**Exercise input:**
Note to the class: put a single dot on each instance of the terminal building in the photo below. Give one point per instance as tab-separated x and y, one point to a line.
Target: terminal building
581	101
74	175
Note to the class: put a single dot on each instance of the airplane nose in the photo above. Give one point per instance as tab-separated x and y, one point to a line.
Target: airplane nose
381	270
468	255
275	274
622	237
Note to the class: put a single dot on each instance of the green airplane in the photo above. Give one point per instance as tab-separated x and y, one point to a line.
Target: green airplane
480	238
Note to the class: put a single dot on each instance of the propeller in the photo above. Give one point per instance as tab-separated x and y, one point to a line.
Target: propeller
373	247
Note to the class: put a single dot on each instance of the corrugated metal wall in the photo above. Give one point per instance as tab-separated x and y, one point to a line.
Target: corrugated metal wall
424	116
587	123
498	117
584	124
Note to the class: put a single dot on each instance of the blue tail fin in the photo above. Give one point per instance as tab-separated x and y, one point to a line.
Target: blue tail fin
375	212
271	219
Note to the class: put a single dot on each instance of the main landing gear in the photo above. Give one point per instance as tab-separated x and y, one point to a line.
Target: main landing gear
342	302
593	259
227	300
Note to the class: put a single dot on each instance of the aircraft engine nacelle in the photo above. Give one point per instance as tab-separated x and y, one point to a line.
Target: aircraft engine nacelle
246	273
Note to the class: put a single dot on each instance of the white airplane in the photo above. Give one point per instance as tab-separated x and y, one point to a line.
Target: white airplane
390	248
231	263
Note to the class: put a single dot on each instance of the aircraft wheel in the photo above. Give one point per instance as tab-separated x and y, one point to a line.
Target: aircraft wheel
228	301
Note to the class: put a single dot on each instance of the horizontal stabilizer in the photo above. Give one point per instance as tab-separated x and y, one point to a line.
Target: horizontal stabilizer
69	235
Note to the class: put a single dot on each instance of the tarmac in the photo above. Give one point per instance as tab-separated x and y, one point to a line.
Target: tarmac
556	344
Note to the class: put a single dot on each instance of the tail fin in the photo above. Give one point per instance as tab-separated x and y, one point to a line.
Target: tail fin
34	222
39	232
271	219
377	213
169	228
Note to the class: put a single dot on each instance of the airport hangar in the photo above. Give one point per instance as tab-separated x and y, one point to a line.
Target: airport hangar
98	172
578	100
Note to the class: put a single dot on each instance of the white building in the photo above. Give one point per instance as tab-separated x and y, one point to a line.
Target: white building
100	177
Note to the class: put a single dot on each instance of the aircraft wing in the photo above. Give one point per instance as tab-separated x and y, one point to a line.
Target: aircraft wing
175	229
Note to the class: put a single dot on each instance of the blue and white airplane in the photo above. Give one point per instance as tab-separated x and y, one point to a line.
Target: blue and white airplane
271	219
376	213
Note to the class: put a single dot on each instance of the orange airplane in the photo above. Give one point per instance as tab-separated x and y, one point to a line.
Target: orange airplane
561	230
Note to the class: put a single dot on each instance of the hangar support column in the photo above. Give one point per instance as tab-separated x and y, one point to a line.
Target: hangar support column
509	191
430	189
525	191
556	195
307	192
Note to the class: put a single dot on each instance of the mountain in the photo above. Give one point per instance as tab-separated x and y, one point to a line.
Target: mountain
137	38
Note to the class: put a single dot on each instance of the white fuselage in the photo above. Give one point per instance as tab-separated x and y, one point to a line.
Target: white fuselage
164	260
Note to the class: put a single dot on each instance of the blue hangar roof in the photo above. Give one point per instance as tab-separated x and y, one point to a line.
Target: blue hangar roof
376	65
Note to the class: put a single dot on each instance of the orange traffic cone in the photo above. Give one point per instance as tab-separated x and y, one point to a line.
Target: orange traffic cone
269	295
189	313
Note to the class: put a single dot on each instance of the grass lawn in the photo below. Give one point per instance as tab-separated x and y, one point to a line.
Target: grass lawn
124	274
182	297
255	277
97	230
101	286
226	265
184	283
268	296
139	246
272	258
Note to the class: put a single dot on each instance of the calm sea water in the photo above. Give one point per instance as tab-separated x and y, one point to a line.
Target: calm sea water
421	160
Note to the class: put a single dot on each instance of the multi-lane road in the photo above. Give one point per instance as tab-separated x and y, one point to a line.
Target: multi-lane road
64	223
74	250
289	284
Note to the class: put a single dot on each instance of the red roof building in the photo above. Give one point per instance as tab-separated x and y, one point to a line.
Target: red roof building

**What is being asked:**
Find every line in the records above that holds the word "below", and copy each one.

**Answer to this exercise:**
Note to the class: put a single dot on each instance of the terminal building in the photo below. Give one point per instance as tab-separated x and y, one point to a line.
Note to the class: put a single dot on each instance of the grass lawn in the photo below. Give one point per instance as tab-separated x and y, one point to a line.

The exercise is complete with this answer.